本文:
——
【1】書式概要
この規程は、企業が採用活動において応募者から受け取る履歴書や職務経歴書、健康診断書などの情報を、適切かつ安全に取り扱うためのルールを定めたものです。応募者情報は非常にデリケートな個人情報であるため、管理責任者の指定、利用範囲の限定、保管方法の明示、閲覧制限、社外持ち出し禁止、廃棄方法などを明文化することで、情報漏洩や不正利用を防止します。
採用担当者や人事部門において、この規程を導入することで社内全体に統一した基準を周知でき、安心して採用活動を進められます。Word形式で編集可能なため、自社の運用実態に合わせて加筆・修正が容易にでき、専門知識がなくてもそのまま活用できる点が大きな利点です。
【2】条文タイトル(全8条)
第1条(目的) 第2条(情報の範囲) 第3条(管理責任者) 第4条(利用の範囲) 第5条(保管) 第6条(閲覧等の禁止) 第7条(社外持ち出しの禁止) 第8条(廃棄の取り扱い)
【3】逐条解説
第1条(目的) この条文は、本規程全体の存在理由を示しています。企業が採用活動を行う際には、応募者から多くの個人情報を受け取ります。その情報は、履歴書や職務経歴書だけでなく、健康診断書や推薦書といったデリケートな資料を含むため、適切に取り扱うルールを明確にしなければなりません。この目的を明文化することで、従業員全体に「応募者の情報は会社の資産であると同時に厳重に守るべきものだ」という意識を浸透させる狙いがあります。
第2条(情報の範囲) ここでは「応募者情報」の定義を定めています。一般的な履歴書や職務経歴書はもちろん、健康診断書や卒業証明書といったプライバシー性の高い情報も含まれることを明示することで、従業員が「どこまでが保護対象なのか」を誤解しないようにしています。例えば、メールで送られてきたデータやUSBで受領した資料も対象となるため、紙媒体だけに限定しない包括的な解釈が可能です。
第3条(管理責任者) 応募者情報を誰が最終的に管理するのかを定めています。通常は人事部長が責任者となり、不在時には次の役職者が代行します。責任者を明確にすることで「誰の判断で情報を閲覧・廃棄するのか」がはっきりし、組織としての統制が取りやすくなります。特に健康診断書などは個人の健康状態を示す高度なプライバシー情報であるため、慎重に取り扱うよう特別な注意が促されています。
第4条(利用の範囲) 応募者情報は採用選考にのみ利用し、他の目的では使用してはならないと定めています。例えば、営業活動や社内教育のために応募者のデータを流用することは許されません。利用範囲を限定することにより、応募者が安心して個人情報を提出できる環境が整えられ、企業の信用力を高めることにもつながります。
——
記録資料:

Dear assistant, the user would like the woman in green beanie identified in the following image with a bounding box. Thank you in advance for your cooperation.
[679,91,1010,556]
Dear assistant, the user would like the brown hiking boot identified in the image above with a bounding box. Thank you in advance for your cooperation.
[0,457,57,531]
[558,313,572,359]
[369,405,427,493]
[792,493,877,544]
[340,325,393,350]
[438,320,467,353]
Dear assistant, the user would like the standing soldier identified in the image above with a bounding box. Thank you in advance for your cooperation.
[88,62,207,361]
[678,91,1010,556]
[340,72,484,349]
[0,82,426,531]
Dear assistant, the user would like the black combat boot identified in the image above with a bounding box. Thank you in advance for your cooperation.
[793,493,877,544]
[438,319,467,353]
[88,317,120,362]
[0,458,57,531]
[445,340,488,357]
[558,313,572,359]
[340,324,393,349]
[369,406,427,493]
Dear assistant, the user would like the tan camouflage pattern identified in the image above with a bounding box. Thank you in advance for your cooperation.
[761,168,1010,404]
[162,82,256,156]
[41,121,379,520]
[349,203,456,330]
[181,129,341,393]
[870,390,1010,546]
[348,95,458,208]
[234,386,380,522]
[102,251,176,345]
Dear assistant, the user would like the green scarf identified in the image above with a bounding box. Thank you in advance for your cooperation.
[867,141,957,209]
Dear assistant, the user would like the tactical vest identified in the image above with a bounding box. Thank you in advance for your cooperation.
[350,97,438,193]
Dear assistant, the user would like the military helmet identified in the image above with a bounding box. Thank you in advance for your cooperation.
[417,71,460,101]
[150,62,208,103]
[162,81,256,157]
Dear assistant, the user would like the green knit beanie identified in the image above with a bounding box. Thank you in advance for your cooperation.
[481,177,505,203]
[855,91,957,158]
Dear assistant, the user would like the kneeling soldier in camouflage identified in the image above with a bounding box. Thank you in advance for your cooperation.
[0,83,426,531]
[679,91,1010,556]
——
作業指示:
(1) 応募者情報の取扱規程についての本文で、【2】に挙げられている条文タイトルをすべて書き出しなさい。
(2) 応募者情報の取扱規程についての本文を、最後の文に続けて書き進めなさい。

課題別の解答:
(1)
第1条(目的)
第2条(情報の範囲)
第3条(管理責任者)
第4条(利用の範囲)
第5条(保管)
第6条(閲覧等の禁止)
第7条(社外持ち出しの禁止)
第8条(廃棄の取り扱い)

(2)
第5条(保管) 応募者情報は所定のキャビネットで厳重に保管することが求められています。これは紙の書類だけでなく、電子データにも当てはめるべき考え方で、実務では「パスワード管理されたフォルダ」や「権限を制限したクラウド環境」も同様の意味を持ちます。保管場所を明確に規定することで、情報が散逸するリスクを抑えられます。
第6条(閲覧等の禁止) 採用に直接関わらない従業員による閲覧やコピー、撮影を禁止しています。必要がある場合でも、目的や対象範囲を明確にした上で管理責任者の許可を受けることが義務付けられています。例えば、監査対応で一部の応募者情報を確認する場合などが該当します。さらに、コピーや撮影をした際には適切な管理を行う必要があり、不注意による漏洩を防ぐ仕組みが整えられています。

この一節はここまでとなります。